» **Extrait fourni**

***

Le temps-fréquence bisontin est largement encouragé par les Programmes investissements d’avenir (PIA) dont il est partie prenante. Le LabEx FIRST-TF coordonne les orientations de recherche et de développement de tout le domaine temps-fréquence national ; l’EquipEx OSCILLATOR-IMP prévoit de construire une plateforme pour la caractérisation, la mesure et l’étalonnage d’oscillateurs ; enfin l’EquipEx REFIMEVE + est un projet portant sur la distribution de la fréquence étalon par fibre optique sur l’ensemble du territoire français, avant de se ramifier à toute l’Europe.

Ces programmes apportent moyens et dynamisme à un domaine d’excellence de la Franche-Comté, directement hérité de ses savoir-faire en matière de microtechniques et de mesure du temps, eux-mêmes liés à son passé en horlogerie et en astronomie. De nombreux projets viennent les étoffer, dont le collegium SMYLE n’est pas le moindre. Cet accord de coopération signé entre FEMTO-ST et l’EPFL (École polytechnique fédérale de Lausanne) prévoit en effet des collaborations majeures sur le thème « Alliance des MEMS et du temps-fréquence ».

***

» **Lignes de données**
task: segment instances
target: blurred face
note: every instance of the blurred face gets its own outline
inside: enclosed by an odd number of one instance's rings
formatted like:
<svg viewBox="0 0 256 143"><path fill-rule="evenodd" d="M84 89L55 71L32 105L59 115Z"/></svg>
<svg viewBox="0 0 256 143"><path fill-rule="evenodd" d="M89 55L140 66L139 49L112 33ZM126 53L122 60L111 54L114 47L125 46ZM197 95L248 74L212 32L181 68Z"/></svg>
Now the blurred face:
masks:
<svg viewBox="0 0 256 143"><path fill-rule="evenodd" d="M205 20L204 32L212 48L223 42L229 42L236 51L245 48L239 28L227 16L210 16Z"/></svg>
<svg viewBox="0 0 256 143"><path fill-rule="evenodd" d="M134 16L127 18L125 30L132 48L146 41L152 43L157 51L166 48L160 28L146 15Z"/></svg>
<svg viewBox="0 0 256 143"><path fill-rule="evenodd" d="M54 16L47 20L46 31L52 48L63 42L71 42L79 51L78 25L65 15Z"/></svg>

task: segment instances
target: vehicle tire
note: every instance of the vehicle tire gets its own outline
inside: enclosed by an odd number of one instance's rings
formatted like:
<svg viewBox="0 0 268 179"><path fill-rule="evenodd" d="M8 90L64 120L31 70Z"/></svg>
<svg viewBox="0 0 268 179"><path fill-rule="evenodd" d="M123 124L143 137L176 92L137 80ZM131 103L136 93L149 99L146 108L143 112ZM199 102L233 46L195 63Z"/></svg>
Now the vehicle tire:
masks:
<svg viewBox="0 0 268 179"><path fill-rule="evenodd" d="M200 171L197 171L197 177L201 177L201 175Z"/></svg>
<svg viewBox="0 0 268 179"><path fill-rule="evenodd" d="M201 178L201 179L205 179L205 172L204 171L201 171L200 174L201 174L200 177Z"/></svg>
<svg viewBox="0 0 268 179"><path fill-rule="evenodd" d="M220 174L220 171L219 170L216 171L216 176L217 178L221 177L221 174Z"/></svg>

***

» **Consigne A**
Répondez à ces questions d'après l'extrait fourni :
(i) Quel projet porte sur la distribution de la fréquence étalon par fibre optique ?
(ii) Quel établissement est signataire, avec FEMTO-ST, de l'accord de coopération du collegium SMYLE ?
(iii) Sur quel thème portent les collaborations prévues par cet accord ?
» **Consigne B**
Reproduisez, à partir de l'extrait fourni, le passage qui s'ouvre sur les mots « Le temps-fréquence bisontin » et se clôt sur « à toute l’Europe. ».

» **Résultat attendu A**
(i) L'EquipEx REFIMEVE +.
(ii) L'EPFL (École polytechnique fédérale de Lausanne).
(iii) « Alliance des MEMS et du temps-fréquence ».

» **Résultat attendu B**
Le temps-fréquence bisontin est largement encouragé par les Programmes investissements d’avenir (PIA) dont il est partie prenante. Le LabEx FIRST-TF coordonne les orientations de recherche et de développement de tout le domaine temps-fréquence national ; l’EquipEx OSCILLATOR-IMP prévoit de construire une plateforme pour la caractérisation, la mesure et l’étalonnage d’oscillateurs ; enfin l’EquipEx REFIMEVE + est un projet portant sur la distribution de la fréquence étalon par fibre optique sur l’ensemble du territoire français, avant de se ramifier à toute l’Europe.